WHAT YOU WILL DO
Go line by line through the data below and count those with the string "jacket". Give the number only.

(Data records)
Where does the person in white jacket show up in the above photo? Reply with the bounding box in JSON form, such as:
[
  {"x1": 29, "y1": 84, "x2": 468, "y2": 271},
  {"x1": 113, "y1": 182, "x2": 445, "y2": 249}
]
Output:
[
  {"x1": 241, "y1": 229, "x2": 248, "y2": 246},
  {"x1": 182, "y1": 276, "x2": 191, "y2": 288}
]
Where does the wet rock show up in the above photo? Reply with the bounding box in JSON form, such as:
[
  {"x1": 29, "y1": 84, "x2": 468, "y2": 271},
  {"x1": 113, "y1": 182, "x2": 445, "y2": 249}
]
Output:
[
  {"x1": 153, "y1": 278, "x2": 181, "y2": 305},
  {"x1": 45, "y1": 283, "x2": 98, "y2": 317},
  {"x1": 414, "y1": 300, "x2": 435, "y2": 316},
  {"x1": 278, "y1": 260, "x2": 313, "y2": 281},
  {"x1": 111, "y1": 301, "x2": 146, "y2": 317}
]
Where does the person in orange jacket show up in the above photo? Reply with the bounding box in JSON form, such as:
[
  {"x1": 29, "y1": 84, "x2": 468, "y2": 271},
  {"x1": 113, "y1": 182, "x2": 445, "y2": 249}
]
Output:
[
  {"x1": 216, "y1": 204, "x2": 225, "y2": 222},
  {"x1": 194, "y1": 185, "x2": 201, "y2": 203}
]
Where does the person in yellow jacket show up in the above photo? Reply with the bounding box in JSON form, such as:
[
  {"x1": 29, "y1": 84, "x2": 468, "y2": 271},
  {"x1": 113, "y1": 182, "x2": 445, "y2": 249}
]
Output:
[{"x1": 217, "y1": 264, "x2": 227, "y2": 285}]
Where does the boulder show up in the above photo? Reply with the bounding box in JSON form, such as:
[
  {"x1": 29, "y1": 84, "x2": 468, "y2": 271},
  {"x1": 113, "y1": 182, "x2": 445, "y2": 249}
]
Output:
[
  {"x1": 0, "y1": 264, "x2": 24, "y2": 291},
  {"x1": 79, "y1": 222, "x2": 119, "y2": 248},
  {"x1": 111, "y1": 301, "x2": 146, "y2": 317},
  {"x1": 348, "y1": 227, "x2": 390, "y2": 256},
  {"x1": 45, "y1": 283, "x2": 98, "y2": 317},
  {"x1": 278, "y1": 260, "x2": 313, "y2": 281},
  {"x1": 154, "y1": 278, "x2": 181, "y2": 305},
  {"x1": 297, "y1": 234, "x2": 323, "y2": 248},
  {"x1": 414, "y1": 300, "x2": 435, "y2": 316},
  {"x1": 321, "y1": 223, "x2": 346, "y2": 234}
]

RESPONSE BELOW
3